## What is expected:
Could you format every line of the listing below as a numbered list, leaving out any blank lines?

## Records for this task:

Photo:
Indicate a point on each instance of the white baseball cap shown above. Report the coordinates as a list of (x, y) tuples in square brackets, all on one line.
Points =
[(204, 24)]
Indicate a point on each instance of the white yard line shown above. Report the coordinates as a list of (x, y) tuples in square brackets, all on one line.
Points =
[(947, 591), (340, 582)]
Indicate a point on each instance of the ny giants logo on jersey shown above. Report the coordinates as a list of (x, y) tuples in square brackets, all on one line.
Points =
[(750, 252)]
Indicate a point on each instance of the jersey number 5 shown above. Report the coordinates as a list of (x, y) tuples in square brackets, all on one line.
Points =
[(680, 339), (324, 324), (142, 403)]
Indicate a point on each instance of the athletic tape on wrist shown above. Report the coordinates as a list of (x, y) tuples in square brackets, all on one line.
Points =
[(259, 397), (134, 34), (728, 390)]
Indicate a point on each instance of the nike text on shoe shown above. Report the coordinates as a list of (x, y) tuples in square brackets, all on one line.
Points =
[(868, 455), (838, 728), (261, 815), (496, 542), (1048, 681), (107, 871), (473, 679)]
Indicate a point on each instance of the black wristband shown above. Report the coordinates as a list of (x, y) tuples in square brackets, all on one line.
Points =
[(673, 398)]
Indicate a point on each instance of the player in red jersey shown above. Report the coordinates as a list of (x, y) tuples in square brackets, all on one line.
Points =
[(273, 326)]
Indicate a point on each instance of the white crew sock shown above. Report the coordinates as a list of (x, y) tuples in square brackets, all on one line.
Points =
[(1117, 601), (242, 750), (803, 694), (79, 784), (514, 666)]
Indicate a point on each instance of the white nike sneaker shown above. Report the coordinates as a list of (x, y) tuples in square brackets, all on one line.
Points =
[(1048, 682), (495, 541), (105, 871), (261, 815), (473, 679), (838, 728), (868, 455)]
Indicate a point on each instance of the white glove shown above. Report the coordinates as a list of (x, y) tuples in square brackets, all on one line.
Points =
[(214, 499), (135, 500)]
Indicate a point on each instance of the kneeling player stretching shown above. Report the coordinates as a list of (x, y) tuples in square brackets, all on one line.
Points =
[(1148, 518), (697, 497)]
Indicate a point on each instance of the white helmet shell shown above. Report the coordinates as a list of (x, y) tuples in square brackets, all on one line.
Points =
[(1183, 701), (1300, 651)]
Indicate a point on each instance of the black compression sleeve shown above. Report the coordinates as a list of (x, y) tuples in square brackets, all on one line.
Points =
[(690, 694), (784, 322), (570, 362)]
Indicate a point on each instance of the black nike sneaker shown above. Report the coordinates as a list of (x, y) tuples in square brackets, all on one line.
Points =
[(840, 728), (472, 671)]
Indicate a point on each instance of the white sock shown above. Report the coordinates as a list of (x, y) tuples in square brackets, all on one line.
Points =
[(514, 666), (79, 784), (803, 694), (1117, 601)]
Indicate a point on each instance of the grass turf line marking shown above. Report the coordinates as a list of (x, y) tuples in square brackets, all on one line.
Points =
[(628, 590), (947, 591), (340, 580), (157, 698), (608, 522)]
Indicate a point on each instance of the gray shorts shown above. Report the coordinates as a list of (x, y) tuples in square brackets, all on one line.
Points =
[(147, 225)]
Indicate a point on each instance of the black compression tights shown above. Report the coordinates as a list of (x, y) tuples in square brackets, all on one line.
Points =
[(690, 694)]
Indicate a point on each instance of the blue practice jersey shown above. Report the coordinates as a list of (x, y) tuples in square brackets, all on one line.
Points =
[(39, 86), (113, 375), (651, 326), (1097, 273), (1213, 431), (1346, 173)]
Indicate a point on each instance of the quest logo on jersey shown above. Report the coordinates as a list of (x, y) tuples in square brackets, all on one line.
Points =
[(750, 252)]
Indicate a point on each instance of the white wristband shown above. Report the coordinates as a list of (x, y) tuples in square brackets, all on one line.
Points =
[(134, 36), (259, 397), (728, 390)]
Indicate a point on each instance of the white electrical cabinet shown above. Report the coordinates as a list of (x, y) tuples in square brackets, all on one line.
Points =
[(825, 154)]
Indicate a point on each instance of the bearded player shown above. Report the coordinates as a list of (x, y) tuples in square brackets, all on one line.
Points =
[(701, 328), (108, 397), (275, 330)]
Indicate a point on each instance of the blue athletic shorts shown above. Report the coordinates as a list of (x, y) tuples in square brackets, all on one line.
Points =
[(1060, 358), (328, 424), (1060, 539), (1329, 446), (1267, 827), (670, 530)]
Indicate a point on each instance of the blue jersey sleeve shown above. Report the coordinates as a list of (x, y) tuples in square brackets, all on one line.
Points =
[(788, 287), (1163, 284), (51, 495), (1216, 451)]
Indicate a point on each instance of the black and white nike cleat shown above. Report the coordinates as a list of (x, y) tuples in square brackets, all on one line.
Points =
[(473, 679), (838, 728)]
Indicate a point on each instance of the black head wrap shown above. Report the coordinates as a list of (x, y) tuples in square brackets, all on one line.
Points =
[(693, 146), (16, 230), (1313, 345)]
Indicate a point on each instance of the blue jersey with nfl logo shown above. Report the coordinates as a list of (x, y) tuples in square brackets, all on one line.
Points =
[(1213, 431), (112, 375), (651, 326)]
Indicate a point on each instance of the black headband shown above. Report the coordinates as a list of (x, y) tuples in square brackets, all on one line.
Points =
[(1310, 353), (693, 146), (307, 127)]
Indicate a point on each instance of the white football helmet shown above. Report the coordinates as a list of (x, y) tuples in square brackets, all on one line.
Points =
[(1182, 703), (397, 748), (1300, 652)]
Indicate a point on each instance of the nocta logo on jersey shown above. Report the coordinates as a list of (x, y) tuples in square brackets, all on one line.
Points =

## Output for this task:
1. Photo:
2. Indicate a point on each instance of the white baseball cap shown above. Report the coordinates as a list of (x, y) tuples in square brackets, all on one line.
3. Points =
4. [(204, 24)]
5. Indicate a point on each instance of the white yard line shown above. Report the coordinates as a list of (x, y) tuples in square brackets, all on one line.
6. Points =
7. [(947, 591), (340, 582)]
8. Indicate a point on each instance of the ny giants logo on jersey shown above. Report the coordinates as a list of (x, y) tuples in square brackets, all on one line.
9. Points =
10. [(750, 252)]
11. Indicate a point on each instance of the jersey number 5 shown above. Report the coordinates as a list of (x, y) tuples in square brackets, all on one line.
12. Points =
13. [(680, 339), (324, 324), (142, 403)]
14. Indicate a point on each instance of the athletic tape on wrist shown above. Report the coordinates as a list of (x, y) tuples in square brackets, all on one line.
15. Points =
16. [(259, 397), (134, 34), (728, 390)]
17. Indicate a point on each instance of the nike text on shoe shown above. Report the coordinates as a list of (x, y) tuples in square brackets, all on one line.
18. Points =
19. [(868, 455), (838, 728), (261, 815), (496, 542), (1048, 681), (107, 871), (473, 679)]
20. Indicate a point on each instance of the black wristband shown above. Report the coordinates as a list of (x, y) tuples in square brackets, all on one line.
21. Points =
22. [(673, 398)]
23. Indicate a point on each instance of the player in red jersey shown above. Report the coordinates as a list of (x, y) tuples in square brackets, all on one line.
24. Points =
25. [(273, 326)]
26. Indicate a point on each instance of the white crew sock shown above. Report the coordinates as a list of (x, y) tuples in square brackets, all on one line.
27. Points =
28. [(1117, 601), (242, 750), (803, 694), (79, 784), (514, 666)]
29. Indicate a point on each instance of the white nike sneaker shown above. Report the coordinates as a list of (x, y) tuples in square brackets, all on one line.
30. Points =
31. [(1048, 682), (495, 541), (105, 871), (261, 815), (473, 679), (838, 728), (868, 455)]
32. Indicate a point on each instance of the white glove shown above. Report the coordinates as a list of (x, y) tuples in square brackets, all on one line.
33. Points =
34. [(214, 499), (135, 500)]
35. Indicate a point on each instance of the kneeling player stretching shown above. Report the coordinates as a list of (x, y) tuples in square brackets, all on one line.
36. Points =
37. [(1148, 518), (697, 497)]
38. Indicate a point on each instance of the white helmet shell shown above. Report the coordinates as a list of (x, y) tuples in square brackets, all on one line.
39. Points =
40. [(1183, 701), (1300, 651)]
41. Indicate a point on each instance of the black compression sleeve shown above. Report the coordinates as a list of (x, y) tuples in square brackets, all on one line.
42. Points =
43. [(690, 694), (784, 322), (570, 362)]
44. Indicate a point on each instance of the black nike sneaker shown above. Report the coordinates as a list of (x, y) tuples in square brackets, all on one line.
45. Points =
46. [(840, 728), (472, 671)]
47. Indicate a point on each instance of the white sock shown above. Report the coordinates as a list of (x, y) tuples in square brackets, all on one line.
48. Points =
49. [(514, 666), (79, 784), (803, 694), (1117, 601)]
50. Indicate a point on each instance of the grass turf line marking shown above. Report the coordinates as a list of (x, y) tuples in square brackets, all on one line.
51. Points =
52. [(628, 590), (947, 591), (340, 580), (157, 698), (608, 522)]
53. Indicate a point on each instance of the gray shorts shown above. Report the coordinates as a list of (x, y) tuples in square brackets, all on one line.
54. Points =
55. [(147, 225)]
56. Indicate a point on each instance of the black compression tights shown above. Report the coordinates as a list of (x, y) tuples in square brackets, all on one line.
57. Points =
58. [(690, 694)]
59. Indicate a point on each instance of the blue practice jersey shown above. Report the coordinates as a list of (x, y) tuples in square brackets, all on one line.
60. Points =
61. [(39, 86), (113, 375), (651, 326), (1097, 273), (1213, 431), (1346, 173)]
62. Indicate a point on each instance of the quest logo on jersey shown above. Report the coordinates as a list of (x, y) tuples in square brackets, all on one line.
63. Points =
64. [(750, 252)]
65. Indicate a point on each instance of the white wristband shown above. Report the coordinates as a list of (x, y) tuples in square brackets, all on one line.
66. Points =
67. [(134, 36), (259, 397), (728, 390)]
68. Indicate a point on each instance of the white electrical cabinet shown above. Report the coordinates as a list of (x, y) tuples in square brackets, all on one line.
69. Points =
70. [(825, 154)]
71. Indicate a point on each instance of the bearded player shown above. Report the coordinates as a list of (x, y) tuples in square brackets, all on one line.
72. Points =
73. [(701, 328), (108, 397), (275, 330)]
74. Indicate a point on each instance of the blue athletic shorts shown above. Report the coordinates as a list of (x, y) tuples in square brackets, all on one line.
75. Points =
76. [(1060, 358), (328, 424), (1060, 539), (1329, 446), (1267, 827), (670, 530)]
77. Indicate a point on each instance of the blue jersey sleeve shown above. Report the coordinates as a list of (x, y) tuples in square brackets, all on one line.
78. Points =
79. [(788, 287), (1163, 284), (51, 495), (1216, 451)]
80. Indicate a point on each instance of the black and white nike cleat shown above. Report the coordinates as a list of (x, y) tuples in square brackets, all on one line.
81. Points =
82. [(473, 679), (838, 728)]
83. Indicate a point on each instance of the black head wrap shown above. Report the coordinates as a list of (x, y) tuples in square brackets, all on one line.
84. Points =
85. [(693, 146), (16, 230), (1313, 345)]
86. Indicate a point on each instance of the blue jersey with nfl logo shown above. Report the coordinates as a list of (x, y) tuples in square brackets, all on one line.
87. Points =
88. [(1213, 431), (112, 375), (651, 326)]
89. Indicate a point on each instance of the black headband shown above. Report the coordinates as a list of (x, y) tuples in square brackets, all on one line.
90. Points =
91. [(1310, 353), (693, 146), (307, 127)]
92. Indicate a point on each instance of the white football helmet shown above. Report the coordinates as a list of (x, y) tuples in square brackets, all on one line.
93. Points =
94. [(1182, 703), (397, 748), (1300, 652)]
95. Indicate a point on each instance of the nocta logo on jersey shown above. Report the coordinates as a list of (x, y) tuples in square brackets, all on one line.
96. Points =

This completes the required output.